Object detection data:
-- START --

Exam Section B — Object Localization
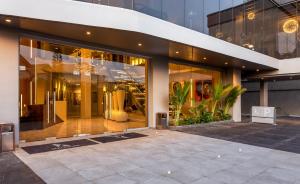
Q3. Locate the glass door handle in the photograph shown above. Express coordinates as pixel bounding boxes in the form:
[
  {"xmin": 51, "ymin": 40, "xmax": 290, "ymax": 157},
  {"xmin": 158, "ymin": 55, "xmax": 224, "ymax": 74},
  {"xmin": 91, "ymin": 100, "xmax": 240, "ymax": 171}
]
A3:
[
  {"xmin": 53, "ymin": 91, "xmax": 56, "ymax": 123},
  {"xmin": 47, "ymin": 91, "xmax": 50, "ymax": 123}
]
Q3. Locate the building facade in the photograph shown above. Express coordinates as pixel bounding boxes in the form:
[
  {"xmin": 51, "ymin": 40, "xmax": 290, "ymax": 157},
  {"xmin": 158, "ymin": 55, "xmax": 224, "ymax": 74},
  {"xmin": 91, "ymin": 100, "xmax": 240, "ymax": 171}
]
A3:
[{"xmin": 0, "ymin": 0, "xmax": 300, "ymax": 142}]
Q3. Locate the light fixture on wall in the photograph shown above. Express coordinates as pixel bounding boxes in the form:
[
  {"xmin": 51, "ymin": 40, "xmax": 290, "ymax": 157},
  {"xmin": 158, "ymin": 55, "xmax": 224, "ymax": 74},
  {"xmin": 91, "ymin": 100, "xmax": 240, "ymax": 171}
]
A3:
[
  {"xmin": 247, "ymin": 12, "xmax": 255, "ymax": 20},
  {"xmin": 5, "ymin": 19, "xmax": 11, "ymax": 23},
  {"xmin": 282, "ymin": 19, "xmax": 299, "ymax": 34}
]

-- END --

* [EXERCISE DIRECTIONS] Reproduce the records from the line containing "Q3. Locate the light" through the last line, inclusive, and shift every coordinate in the answer up by 107. Keep the request and its sample coordinates unchanged.

* [SOLUTION]
Q3. Locate the light fixture on wall in the photograph shown above. Express coordinates as pixel bounding boxes in the form:
[
  {"xmin": 51, "ymin": 40, "xmax": 290, "ymax": 157},
  {"xmin": 158, "ymin": 55, "xmax": 224, "ymax": 74},
  {"xmin": 91, "ymin": 100, "xmax": 240, "ymax": 171}
]
A3:
[
  {"xmin": 354, "ymin": 119, "xmax": 362, "ymax": 127},
  {"xmin": 112, "ymin": 126, "xmax": 118, "ymax": 130},
  {"xmin": 389, "ymin": 126, "xmax": 406, "ymax": 141}
]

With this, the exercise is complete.